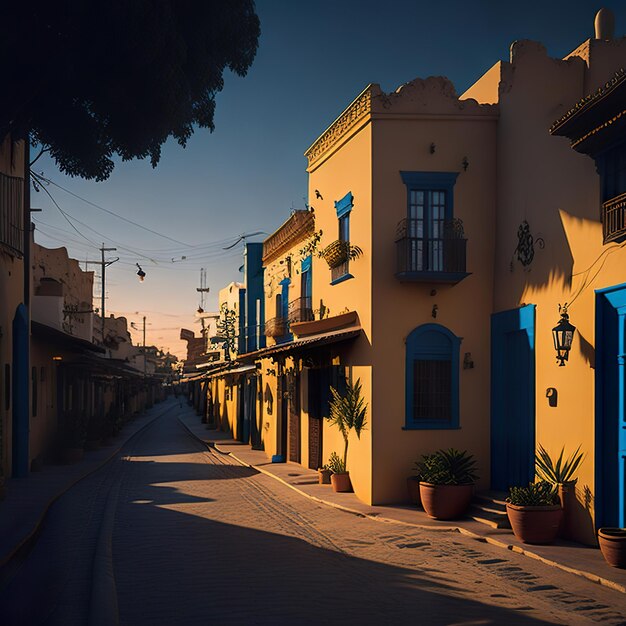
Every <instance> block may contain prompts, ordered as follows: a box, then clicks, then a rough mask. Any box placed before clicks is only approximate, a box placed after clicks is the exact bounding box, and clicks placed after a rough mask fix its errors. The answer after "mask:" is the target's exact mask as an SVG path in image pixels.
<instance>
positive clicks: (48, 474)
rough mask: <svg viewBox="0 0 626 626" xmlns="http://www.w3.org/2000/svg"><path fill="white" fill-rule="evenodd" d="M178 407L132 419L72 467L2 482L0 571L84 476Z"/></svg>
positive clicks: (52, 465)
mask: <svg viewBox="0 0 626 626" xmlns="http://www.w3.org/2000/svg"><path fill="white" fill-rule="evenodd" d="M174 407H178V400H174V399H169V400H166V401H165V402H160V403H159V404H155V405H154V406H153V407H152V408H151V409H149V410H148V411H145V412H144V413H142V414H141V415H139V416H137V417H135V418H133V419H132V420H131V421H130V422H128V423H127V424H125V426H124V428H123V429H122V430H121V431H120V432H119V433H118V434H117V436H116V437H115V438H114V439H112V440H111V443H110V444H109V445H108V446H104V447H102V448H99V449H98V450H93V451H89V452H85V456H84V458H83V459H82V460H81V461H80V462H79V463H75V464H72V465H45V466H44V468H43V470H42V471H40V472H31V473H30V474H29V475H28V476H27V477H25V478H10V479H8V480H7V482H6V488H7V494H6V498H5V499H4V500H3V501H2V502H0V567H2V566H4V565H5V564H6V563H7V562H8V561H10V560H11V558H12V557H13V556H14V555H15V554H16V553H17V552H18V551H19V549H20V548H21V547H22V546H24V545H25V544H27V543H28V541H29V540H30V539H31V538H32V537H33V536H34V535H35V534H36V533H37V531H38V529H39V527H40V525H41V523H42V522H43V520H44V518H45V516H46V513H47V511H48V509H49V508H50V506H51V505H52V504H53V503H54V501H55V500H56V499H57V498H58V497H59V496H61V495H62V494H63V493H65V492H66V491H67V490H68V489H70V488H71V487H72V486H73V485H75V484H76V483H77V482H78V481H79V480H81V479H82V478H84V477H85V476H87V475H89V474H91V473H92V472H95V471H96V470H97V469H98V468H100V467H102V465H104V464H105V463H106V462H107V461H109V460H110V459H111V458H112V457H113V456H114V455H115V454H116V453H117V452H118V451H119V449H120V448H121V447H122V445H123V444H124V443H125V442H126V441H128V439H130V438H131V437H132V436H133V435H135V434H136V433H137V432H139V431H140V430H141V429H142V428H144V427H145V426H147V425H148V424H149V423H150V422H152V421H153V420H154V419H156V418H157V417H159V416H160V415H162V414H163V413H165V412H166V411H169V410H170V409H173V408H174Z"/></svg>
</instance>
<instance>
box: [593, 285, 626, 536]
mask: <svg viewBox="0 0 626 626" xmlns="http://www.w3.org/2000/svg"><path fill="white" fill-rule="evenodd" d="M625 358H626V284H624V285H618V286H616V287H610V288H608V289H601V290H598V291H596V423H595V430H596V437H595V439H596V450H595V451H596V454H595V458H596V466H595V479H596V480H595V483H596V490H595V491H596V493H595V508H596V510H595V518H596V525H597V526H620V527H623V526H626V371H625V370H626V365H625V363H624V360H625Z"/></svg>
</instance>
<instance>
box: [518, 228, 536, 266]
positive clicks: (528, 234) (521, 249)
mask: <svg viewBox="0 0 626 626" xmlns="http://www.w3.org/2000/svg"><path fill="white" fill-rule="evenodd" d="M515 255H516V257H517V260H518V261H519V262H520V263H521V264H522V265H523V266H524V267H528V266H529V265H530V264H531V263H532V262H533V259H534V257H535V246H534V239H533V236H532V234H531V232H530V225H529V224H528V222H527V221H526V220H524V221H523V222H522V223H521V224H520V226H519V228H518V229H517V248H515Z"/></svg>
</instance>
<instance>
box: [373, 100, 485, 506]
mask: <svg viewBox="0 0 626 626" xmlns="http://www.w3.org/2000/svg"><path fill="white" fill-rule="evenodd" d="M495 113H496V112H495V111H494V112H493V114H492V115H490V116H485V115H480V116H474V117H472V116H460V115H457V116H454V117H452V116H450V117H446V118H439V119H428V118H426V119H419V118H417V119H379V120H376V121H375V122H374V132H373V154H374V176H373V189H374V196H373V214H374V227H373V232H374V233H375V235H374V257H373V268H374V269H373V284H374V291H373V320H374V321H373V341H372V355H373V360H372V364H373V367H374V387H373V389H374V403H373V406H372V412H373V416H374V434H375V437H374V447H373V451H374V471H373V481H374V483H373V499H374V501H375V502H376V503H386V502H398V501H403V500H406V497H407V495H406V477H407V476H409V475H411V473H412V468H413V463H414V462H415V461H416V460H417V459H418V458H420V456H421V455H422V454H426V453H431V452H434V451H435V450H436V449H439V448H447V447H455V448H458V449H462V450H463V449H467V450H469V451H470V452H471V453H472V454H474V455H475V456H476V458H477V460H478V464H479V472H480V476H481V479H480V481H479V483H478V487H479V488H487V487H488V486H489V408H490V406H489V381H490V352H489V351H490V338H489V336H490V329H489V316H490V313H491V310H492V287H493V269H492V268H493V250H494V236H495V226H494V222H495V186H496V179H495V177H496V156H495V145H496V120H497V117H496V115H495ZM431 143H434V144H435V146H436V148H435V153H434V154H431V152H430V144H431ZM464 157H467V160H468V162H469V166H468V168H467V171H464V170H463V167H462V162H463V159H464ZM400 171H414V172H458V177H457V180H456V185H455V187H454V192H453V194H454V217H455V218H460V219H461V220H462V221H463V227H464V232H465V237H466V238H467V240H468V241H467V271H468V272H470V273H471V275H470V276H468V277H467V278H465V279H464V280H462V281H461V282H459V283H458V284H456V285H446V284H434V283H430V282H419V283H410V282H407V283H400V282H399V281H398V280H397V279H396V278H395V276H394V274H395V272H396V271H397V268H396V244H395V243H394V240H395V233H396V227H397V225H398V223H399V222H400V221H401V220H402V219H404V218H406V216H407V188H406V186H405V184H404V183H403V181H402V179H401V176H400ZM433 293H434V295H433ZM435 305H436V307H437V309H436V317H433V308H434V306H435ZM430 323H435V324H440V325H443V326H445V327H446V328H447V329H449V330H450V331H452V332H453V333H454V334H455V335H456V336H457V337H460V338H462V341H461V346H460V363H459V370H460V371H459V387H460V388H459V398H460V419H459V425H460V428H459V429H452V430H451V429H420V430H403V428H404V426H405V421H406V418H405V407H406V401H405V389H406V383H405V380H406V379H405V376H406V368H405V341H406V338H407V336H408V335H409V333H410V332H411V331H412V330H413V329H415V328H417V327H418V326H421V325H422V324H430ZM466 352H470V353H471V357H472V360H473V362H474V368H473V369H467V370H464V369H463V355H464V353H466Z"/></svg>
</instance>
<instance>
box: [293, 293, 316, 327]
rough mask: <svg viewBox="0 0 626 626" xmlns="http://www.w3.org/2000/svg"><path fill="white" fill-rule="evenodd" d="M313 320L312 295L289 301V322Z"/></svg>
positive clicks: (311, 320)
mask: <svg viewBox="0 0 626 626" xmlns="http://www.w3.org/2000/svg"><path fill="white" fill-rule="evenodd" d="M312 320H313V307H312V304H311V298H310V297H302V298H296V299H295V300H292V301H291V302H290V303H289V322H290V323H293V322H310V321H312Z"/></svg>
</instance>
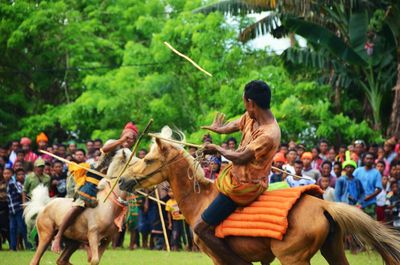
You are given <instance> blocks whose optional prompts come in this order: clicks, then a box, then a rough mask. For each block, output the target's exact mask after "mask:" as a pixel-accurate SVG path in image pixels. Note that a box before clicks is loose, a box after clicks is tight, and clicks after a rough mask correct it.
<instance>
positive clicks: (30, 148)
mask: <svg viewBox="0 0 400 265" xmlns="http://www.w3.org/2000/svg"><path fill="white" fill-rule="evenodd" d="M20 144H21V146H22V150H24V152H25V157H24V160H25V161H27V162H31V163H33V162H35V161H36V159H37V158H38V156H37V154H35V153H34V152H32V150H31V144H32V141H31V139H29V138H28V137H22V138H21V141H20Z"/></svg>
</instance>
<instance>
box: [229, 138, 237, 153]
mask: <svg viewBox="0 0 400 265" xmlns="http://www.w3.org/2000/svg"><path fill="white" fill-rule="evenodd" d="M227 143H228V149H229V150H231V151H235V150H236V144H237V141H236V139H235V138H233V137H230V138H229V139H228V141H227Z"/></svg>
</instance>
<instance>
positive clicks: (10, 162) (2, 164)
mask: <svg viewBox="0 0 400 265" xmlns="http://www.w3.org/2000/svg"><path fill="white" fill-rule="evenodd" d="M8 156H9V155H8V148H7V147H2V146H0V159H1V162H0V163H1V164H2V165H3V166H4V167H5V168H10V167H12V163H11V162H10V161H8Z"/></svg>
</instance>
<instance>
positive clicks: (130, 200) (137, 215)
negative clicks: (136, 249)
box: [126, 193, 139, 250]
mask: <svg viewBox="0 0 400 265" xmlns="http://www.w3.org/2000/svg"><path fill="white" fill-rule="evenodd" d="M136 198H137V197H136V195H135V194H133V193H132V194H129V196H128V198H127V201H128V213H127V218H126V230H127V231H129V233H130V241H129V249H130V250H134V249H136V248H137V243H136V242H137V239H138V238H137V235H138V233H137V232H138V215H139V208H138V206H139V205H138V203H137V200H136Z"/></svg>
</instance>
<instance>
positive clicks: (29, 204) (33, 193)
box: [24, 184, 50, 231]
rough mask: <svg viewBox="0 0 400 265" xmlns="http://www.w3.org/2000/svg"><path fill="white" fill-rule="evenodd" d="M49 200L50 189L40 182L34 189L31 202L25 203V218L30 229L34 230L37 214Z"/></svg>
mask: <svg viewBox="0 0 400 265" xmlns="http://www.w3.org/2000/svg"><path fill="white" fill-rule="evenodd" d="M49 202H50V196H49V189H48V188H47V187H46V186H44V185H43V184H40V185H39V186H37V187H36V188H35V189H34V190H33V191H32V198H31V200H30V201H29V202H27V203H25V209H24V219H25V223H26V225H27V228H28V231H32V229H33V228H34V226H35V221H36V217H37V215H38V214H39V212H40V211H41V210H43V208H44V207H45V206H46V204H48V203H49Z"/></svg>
---
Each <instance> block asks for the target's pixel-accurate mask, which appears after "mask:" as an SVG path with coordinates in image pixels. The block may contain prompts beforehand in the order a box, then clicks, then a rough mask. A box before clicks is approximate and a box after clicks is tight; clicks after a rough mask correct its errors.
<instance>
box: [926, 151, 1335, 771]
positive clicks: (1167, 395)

### Exercise goal
Produce a word-for-word copy of everything above from the line holding "positive clicks: (48, 474)" down to the line holding "407L132 419L72 467L2", with both of those lines kept.

### Solution
positive clicks: (48, 474)
rough mask: <svg viewBox="0 0 626 626" xmlns="http://www.w3.org/2000/svg"><path fill="white" fill-rule="evenodd" d="M178 407L132 419L72 467L2 482L0 571L84 476Z"/></svg>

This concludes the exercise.